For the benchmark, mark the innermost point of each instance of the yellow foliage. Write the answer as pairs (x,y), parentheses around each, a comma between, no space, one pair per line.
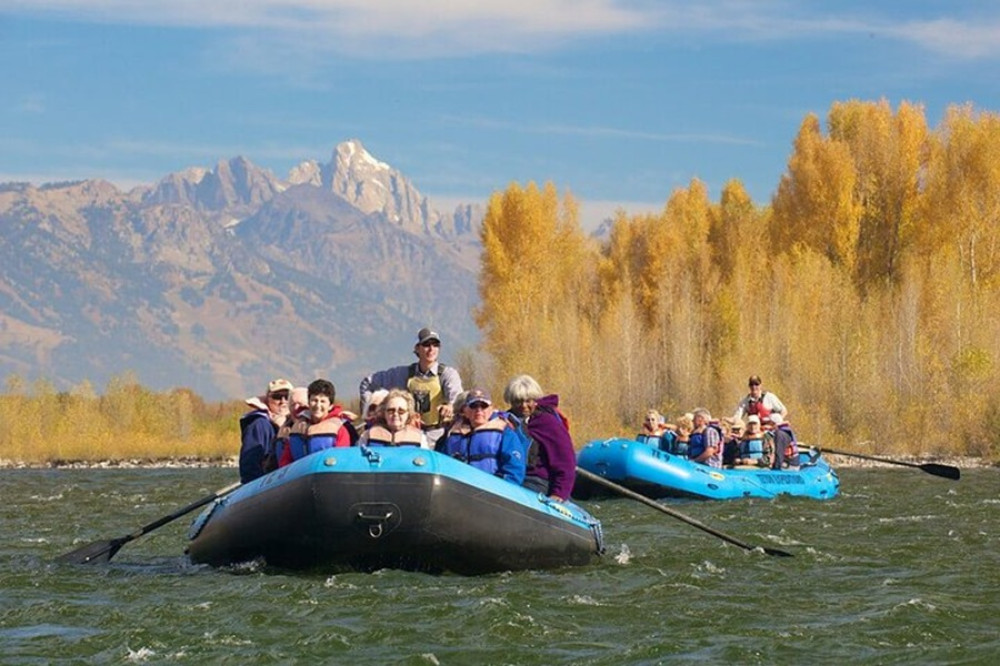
(127,422)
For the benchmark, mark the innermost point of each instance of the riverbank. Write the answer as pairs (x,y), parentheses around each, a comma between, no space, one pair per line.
(837,461)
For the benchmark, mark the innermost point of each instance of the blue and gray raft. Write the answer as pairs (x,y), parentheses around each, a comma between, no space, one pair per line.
(655,473)
(362,508)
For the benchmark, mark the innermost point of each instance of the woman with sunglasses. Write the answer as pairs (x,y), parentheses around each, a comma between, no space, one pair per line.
(396,423)
(482,437)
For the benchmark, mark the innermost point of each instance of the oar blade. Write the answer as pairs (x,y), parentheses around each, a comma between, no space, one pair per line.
(97,552)
(777,553)
(946,471)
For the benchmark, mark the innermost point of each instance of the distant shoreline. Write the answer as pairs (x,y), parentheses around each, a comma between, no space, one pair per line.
(836,461)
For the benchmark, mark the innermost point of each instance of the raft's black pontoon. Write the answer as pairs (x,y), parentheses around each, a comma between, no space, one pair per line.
(370,508)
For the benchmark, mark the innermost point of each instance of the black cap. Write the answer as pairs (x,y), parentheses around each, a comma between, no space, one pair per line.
(425,334)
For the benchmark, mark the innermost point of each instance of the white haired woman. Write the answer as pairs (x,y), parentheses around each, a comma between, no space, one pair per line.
(551,456)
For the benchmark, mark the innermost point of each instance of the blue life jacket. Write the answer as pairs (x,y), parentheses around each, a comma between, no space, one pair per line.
(696,443)
(379,435)
(486,447)
(656,441)
(310,438)
(752,448)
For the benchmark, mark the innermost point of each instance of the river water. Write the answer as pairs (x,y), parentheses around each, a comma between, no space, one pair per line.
(902,568)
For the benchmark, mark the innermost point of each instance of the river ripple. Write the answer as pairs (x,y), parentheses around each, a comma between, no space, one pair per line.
(902,568)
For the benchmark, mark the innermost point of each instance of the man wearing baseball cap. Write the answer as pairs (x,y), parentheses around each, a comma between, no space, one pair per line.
(483,438)
(434,385)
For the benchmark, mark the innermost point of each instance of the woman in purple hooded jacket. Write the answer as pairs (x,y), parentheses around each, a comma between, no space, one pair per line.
(551,456)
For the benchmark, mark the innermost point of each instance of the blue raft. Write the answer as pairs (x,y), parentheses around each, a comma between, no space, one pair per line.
(362,508)
(655,473)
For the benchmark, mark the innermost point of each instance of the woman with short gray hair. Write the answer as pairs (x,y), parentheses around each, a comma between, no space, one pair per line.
(551,456)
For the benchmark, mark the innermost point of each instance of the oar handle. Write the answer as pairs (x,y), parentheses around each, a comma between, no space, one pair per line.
(622,490)
(160,522)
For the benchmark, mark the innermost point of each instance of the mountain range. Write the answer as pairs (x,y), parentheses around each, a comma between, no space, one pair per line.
(220,279)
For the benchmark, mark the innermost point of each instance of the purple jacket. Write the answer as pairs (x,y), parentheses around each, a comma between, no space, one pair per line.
(556,457)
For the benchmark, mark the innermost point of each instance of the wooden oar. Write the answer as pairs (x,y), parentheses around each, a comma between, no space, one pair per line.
(102,551)
(676,514)
(946,471)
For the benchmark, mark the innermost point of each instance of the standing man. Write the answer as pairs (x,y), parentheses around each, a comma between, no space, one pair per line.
(259,426)
(434,385)
(759,402)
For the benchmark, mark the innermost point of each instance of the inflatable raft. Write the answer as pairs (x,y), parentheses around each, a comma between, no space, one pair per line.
(367,508)
(656,473)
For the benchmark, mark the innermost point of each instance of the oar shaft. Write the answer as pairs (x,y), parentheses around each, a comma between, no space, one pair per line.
(160,522)
(103,551)
(631,494)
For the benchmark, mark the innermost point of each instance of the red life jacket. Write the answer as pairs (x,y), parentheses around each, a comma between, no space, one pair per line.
(757,407)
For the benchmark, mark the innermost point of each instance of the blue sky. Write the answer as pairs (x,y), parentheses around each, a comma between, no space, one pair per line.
(618,101)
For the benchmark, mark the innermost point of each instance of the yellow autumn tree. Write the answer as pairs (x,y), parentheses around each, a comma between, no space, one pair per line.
(889,151)
(815,204)
(529,280)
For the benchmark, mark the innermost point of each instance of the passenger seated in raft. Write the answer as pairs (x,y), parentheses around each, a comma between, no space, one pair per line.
(551,456)
(732,430)
(371,409)
(784,450)
(652,429)
(483,438)
(299,403)
(324,425)
(705,442)
(753,450)
(396,423)
(677,444)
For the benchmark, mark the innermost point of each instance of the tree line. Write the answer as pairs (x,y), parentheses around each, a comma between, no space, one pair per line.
(864,292)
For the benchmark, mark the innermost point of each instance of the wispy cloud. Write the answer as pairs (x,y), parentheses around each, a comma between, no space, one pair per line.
(31,104)
(597,131)
(403,28)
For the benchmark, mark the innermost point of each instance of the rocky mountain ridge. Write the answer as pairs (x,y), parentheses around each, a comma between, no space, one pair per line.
(217,279)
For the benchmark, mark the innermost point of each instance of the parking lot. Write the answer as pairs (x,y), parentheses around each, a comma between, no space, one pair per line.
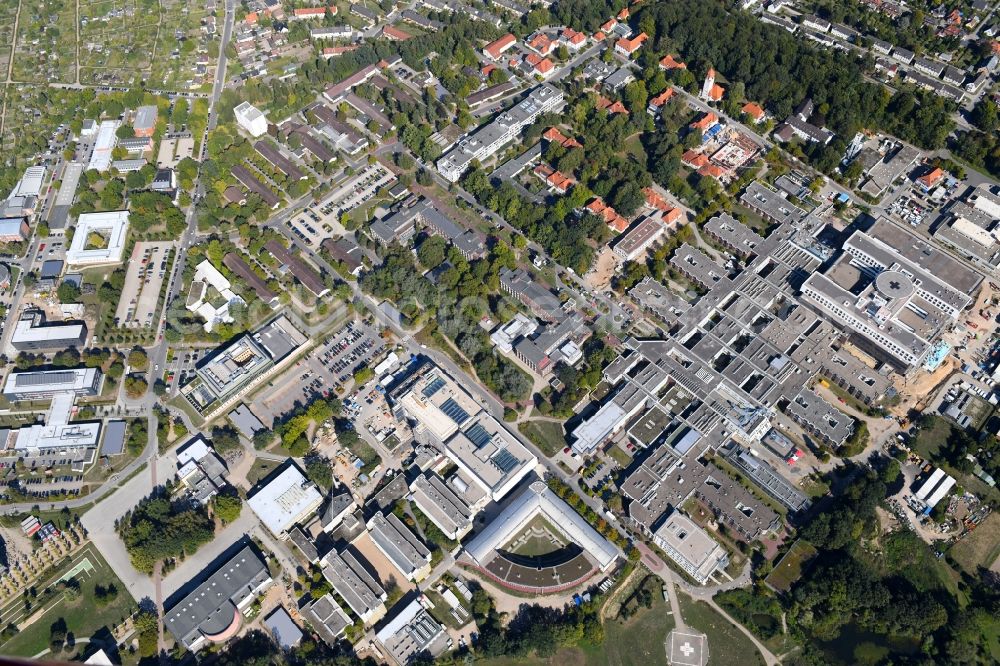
(311,228)
(330,368)
(356,191)
(181,367)
(146,269)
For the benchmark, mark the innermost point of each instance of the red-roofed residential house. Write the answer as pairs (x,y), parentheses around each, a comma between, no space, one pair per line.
(627,47)
(541,43)
(603,103)
(394,34)
(494,49)
(672,218)
(554,135)
(572,39)
(754,112)
(608,214)
(705,122)
(540,66)
(312,12)
(556,180)
(657,102)
(930,179)
(654,200)
(712,170)
(333,51)
(694,159)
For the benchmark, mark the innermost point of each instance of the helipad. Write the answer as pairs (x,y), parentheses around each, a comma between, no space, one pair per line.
(687,648)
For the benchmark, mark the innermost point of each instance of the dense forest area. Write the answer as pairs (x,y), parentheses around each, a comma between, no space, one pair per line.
(158,529)
(779,70)
(867,578)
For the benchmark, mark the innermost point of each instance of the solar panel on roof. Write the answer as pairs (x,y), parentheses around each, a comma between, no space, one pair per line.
(38,378)
(454,411)
(433,387)
(505,461)
(477,435)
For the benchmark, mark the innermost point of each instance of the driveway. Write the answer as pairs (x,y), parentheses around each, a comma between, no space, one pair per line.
(99,522)
(195,564)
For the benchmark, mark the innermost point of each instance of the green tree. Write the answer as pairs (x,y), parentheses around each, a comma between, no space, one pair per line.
(68,292)
(227,506)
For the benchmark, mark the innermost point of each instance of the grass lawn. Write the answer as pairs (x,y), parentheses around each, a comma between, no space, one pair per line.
(726,643)
(981,548)
(789,568)
(619,456)
(546,435)
(638,641)
(430,336)
(83,617)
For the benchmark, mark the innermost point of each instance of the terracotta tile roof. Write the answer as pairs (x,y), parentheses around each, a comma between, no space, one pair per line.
(705,121)
(711,170)
(395,33)
(494,49)
(694,159)
(753,110)
(630,46)
(668,62)
(662,98)
(928,179)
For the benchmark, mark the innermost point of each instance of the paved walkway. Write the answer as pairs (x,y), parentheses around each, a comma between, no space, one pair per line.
(99,522)
(196,563)
(660,568)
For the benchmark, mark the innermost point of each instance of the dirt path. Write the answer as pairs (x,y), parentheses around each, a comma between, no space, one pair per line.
(915,392)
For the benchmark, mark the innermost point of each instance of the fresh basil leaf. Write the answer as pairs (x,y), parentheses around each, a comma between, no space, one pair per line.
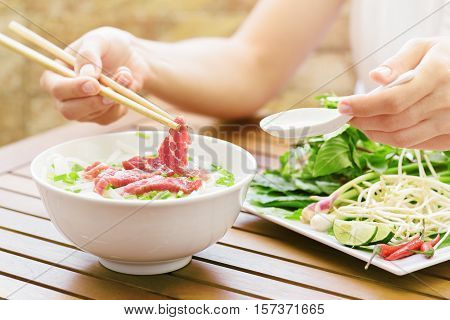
(296,215)
(327,187)
(333,155)
(308,186)
(273,181)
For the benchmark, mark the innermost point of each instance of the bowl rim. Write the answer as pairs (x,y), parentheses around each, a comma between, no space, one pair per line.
(152,203)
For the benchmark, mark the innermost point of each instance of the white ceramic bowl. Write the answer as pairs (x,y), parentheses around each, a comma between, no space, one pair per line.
(145,237)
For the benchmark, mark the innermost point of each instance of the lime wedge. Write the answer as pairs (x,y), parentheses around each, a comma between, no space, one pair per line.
(354,233)
(384,234)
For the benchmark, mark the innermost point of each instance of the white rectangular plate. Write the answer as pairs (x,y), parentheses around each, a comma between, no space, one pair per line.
(399,267)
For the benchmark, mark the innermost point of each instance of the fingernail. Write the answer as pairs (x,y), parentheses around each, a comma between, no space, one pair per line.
(87,70)
(383,70)
(107,101)
(123,80)
(345,108)
(88,87)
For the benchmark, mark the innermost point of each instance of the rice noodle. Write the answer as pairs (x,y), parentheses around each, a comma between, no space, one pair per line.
(409,204)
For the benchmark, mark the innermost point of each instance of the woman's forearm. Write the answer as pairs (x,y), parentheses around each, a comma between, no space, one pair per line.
(232,77)
(214,76)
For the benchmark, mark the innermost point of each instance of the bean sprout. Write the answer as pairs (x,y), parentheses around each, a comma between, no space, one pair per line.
(410,205)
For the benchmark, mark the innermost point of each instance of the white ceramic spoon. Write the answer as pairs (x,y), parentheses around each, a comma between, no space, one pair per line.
(308,122)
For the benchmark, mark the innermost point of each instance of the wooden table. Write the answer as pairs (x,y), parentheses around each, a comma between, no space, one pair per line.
(255,260)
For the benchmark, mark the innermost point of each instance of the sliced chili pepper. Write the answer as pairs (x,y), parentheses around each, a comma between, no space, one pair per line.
(385,250)
(406,251)
(427,248)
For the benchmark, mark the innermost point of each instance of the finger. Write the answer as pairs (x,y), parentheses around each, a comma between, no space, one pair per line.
(123,76)
(407,58)
(414,135)
(88,59)
(63,88)
(76,109)
(428,107)
(439,143)
(391,100)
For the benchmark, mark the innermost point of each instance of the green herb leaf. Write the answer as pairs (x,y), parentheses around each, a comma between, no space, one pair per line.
(333,156)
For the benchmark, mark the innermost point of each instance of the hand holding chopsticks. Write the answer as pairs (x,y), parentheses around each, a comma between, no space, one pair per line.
(110,88)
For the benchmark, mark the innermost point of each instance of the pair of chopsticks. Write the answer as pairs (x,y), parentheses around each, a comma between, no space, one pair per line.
(108,88)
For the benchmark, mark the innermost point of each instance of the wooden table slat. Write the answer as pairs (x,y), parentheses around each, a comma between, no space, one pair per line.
(86,263)
(45,231)
(13,289)
(68,281)
(216,254)
(254,224)
(256,259)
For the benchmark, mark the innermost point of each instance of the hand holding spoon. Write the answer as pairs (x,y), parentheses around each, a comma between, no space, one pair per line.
(308,122)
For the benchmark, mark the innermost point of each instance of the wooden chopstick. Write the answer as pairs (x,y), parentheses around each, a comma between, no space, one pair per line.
(59,53)
(66,72)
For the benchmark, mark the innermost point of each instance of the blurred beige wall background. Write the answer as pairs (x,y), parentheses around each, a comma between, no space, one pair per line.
(26,110)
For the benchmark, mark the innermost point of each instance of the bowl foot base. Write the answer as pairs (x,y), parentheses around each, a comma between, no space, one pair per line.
(145,268)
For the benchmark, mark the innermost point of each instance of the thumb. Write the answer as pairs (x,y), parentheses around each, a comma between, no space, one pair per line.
(407,58)
(88,61)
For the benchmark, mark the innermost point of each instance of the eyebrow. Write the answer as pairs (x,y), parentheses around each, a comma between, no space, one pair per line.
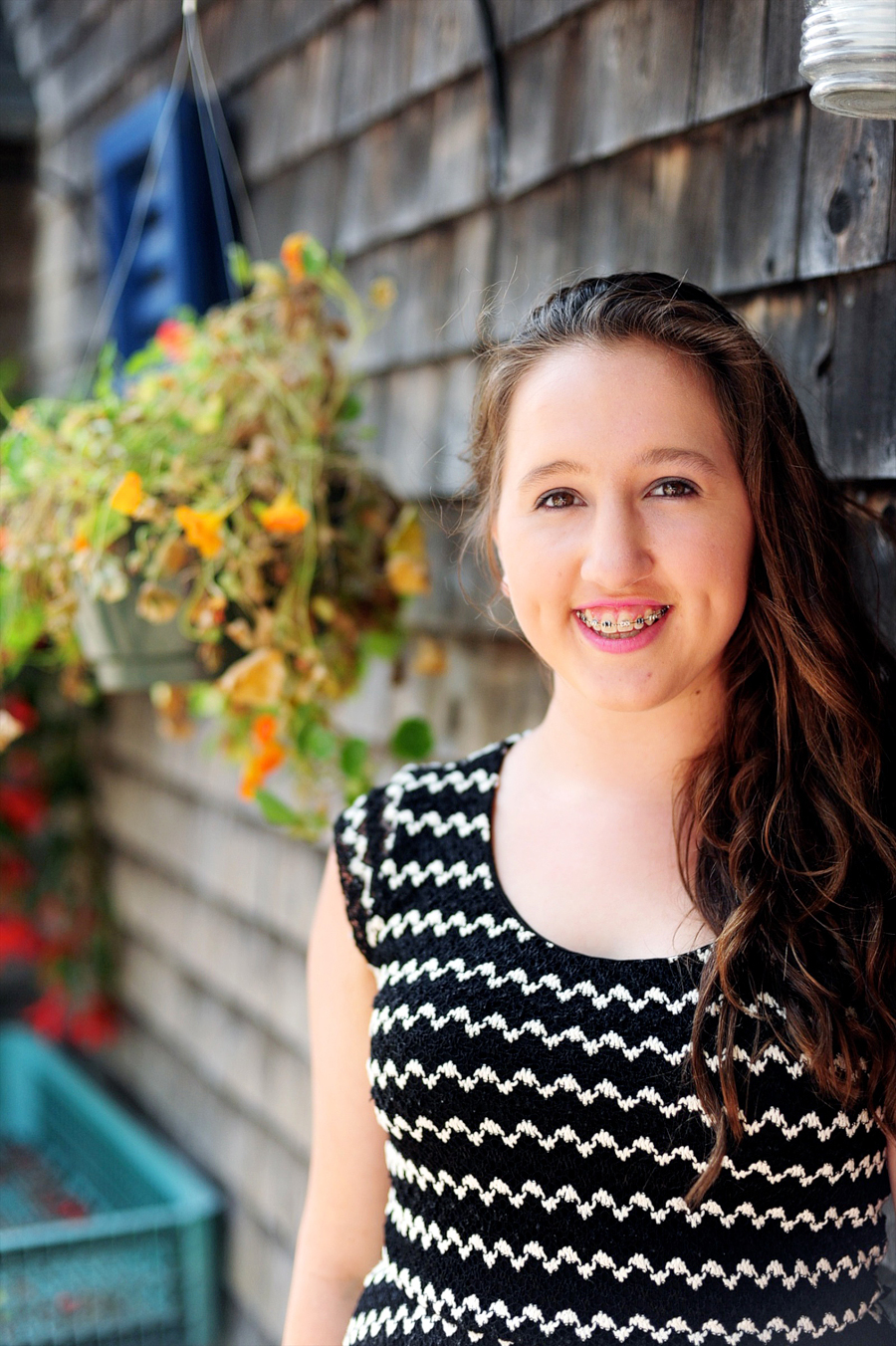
(685,457)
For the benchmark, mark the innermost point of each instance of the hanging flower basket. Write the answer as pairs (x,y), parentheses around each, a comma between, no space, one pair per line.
(129,654)
(209,516)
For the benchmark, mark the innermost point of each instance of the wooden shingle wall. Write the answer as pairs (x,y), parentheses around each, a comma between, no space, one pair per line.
(672,134)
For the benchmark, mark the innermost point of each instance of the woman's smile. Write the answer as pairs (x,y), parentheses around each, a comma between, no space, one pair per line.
(623,524)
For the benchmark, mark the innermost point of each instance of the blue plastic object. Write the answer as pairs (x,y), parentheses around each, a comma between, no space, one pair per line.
(106,1234)
(179,257)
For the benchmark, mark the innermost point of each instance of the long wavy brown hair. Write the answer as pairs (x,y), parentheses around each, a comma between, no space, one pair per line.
(793,806)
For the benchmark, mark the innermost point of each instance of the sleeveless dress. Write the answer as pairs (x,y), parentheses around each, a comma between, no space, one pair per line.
(541,1127)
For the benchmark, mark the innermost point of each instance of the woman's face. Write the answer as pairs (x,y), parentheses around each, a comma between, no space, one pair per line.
(620,500)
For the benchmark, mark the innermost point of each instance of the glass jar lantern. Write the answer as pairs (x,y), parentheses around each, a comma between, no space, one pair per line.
(849,57)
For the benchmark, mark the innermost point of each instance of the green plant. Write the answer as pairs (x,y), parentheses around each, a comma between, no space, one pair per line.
(221,478)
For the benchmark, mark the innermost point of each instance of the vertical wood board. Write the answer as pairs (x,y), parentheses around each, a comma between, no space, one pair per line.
(846,194)
(761,197)
(636,70)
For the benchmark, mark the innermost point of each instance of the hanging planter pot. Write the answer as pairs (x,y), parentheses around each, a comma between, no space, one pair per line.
(128,653)
(848,56)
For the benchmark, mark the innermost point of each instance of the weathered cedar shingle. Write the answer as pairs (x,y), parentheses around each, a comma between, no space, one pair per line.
(636,70)
(732,57)
(761,197)
(862,431)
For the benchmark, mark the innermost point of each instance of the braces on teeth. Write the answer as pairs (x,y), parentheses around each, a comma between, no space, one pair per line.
(623,623)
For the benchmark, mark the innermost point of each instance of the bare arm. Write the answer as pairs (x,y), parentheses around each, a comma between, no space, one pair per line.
(341,1224)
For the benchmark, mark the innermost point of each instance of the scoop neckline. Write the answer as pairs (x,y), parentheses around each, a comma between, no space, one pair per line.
(501,749)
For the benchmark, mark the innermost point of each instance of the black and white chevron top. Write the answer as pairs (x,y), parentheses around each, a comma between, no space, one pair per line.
(541,1127)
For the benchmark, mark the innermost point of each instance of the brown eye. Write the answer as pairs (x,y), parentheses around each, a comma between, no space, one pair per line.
(674,489)
(555,496)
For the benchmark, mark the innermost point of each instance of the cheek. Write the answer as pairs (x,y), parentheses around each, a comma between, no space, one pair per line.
(723,559)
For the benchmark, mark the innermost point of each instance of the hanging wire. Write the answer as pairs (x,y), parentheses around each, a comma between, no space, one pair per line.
(224,174)
(138,213)
(203,77)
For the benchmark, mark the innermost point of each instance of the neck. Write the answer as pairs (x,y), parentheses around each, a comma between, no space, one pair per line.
(588,746)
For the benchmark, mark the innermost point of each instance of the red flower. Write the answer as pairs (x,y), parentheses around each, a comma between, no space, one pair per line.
(174,338)
(19,940)
(23,806)
(96,1024)
(22,710)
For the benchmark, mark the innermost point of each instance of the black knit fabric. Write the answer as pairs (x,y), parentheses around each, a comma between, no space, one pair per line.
(543,1127)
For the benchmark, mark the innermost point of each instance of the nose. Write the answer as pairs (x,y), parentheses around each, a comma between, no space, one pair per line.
(616,555)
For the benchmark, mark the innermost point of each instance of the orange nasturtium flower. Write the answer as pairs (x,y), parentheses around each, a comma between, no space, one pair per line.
(126,494)
(284,515)
(174,338)
(259,766)
(292,255)
(202,528)
(265,727)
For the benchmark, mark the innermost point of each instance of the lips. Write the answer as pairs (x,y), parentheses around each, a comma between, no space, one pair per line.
(619,619)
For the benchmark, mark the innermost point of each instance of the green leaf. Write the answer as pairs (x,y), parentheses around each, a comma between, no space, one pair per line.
(351,406)
(315,741)
(23,629)
(315,257)
(275,810)
(354,756)
(413,741)
(240,266)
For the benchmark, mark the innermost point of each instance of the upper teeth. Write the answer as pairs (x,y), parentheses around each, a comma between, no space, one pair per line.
(609,623)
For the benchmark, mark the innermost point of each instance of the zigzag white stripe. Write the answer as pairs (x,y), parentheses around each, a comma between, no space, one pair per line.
(386,1074)
(436,870)
(432,968)
(398,1127)
(445,1306)
(383,1019)
(405,1170)
(459,921)
(440,824)
(428,1234)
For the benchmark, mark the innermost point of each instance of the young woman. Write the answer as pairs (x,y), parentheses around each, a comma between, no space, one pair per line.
(632,972)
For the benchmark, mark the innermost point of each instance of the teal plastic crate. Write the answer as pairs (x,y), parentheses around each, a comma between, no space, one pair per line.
(107,1235)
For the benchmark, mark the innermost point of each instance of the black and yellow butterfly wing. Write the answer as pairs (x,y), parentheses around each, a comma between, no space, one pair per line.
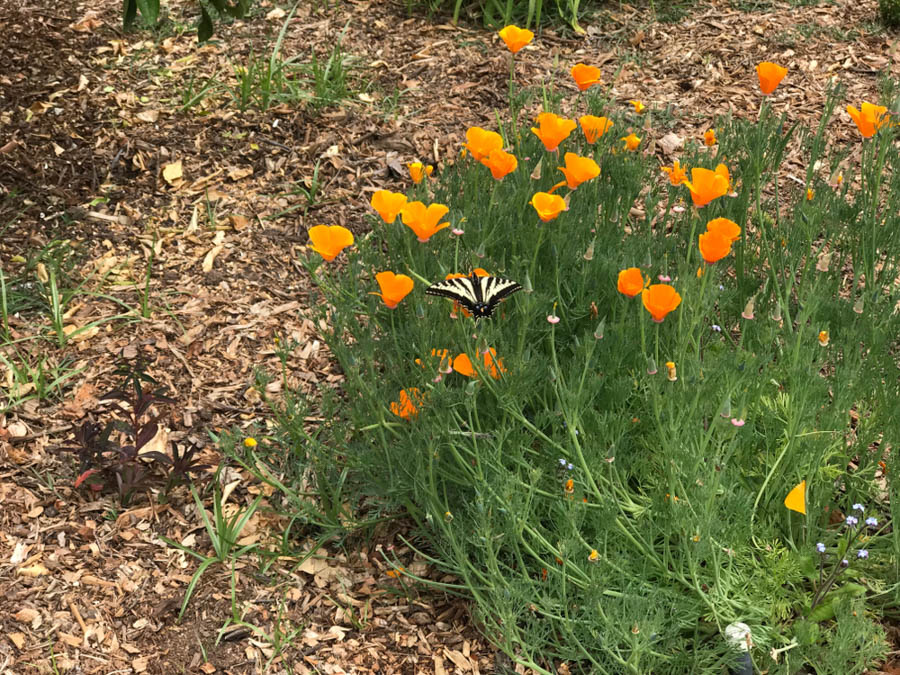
(479,295)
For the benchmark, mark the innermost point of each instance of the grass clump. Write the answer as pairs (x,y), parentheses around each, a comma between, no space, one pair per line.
(682,425)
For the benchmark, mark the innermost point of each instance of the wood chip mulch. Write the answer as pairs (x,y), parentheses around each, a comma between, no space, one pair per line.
(99,156)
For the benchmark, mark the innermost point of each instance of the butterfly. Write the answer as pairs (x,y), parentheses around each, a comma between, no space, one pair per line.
(480,295)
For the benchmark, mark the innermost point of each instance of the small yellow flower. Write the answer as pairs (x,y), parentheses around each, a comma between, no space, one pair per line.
(671,371)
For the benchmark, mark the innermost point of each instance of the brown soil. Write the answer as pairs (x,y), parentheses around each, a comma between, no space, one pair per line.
(89,112)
==*==
> **Short problem**
Look above for the line that holds "the grass clump.", then copy it and each line after it exactly, through the last line of the data.

> **Result of the task**
For the benchmark, mark the innermost point of each instance of the grass clump. Write the answer as pairs (x,y), parentheses around each, a comma between, no space, one pair per line.
(682,425)
For the benchmark, mark the innermost point of each instance of the wood chip mulch. Write the answer as pairs (x,y), parentheses around each, a comma between, no space, one pair per line.
(99,156)
For the benchmark, mark the innermost point of each instance of the butterfly. Write the answer as pairs (x,y), parentheses around each, a comma between, no space, one pair per line.
(480,295)
For the benchmark, mark the innermost point of each instance of the small yellow flower. Write the answer as pairs (x,y), parentheses around each, a comma between, no space, one pair per line.
(671,371)
For the benchmark, mark the innermost point of each instance of the brown soil. Write the answer as pairs (x,y), parentheses around each, a comma between, no space, one pair per line.
(89,112)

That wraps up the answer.